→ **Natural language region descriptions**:
# # # # #

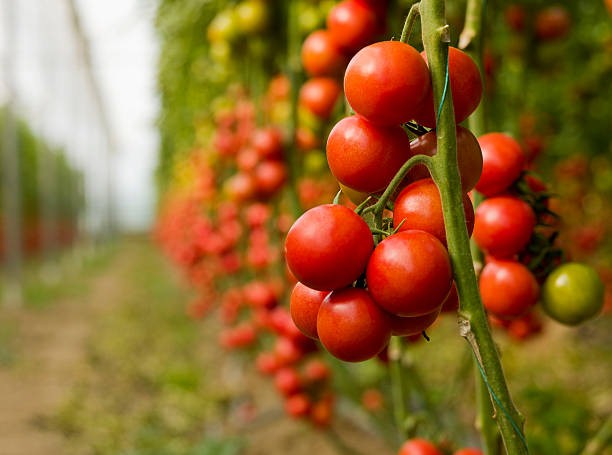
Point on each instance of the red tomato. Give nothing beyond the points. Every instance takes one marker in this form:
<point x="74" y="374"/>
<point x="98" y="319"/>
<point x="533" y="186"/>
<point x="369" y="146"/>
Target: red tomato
<point x="364" y="156"/>
<point x="409" y="273"/>
<point x="351" y="326"/>
<point x="304" y="307"/>
<point x="319" y="95"/>
<point x="418" y="446"/>
<point x="503" y="162"/>
<point x="411" y="326"/>
<point x="503" y="226"/>
<point x="352" y="25"/>
<point x="321" y="55"/>
<point x="508" y="289"/>
<point x="418" y="206"/>
<point x="328" y="247"/>
<point x="469" y="156"/>
<point x="465" y="85"/>
<point x="386" y="82"/>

# # # # #

→ **Task**:
Return the records above verbatim, images excluded.

→ **Your response**:
Point on each instance of the red tomato. Give nothing beyond the points. Every instance takes one marker in this form:
<point x="74" y="374"/>
<point x="98" y="319"/>
<point x="533" y="186"/>
<point x="369" y="146"/>
Target: red tomato
<point x="364" y="156"/>
<point x="409" y="273"/>
<point x="351" y="326"/>
<point x="304" y="307"/>
<point x="319" y="95"/>
<point x="418" y="446"/>
<point x="503" y="162"/>
<point x="411" y="326"/>
<point x="503" y="226"/>
<point x="352" y="25"/>
<point x="321" y="55"/>
<point x="508" y="289"/>
<point x="418" y="206"/>
<point x="328" y="247"/>
<point x="469" y="156"/>
<point x="465" y="85"/>
<point x="386" y="82"/>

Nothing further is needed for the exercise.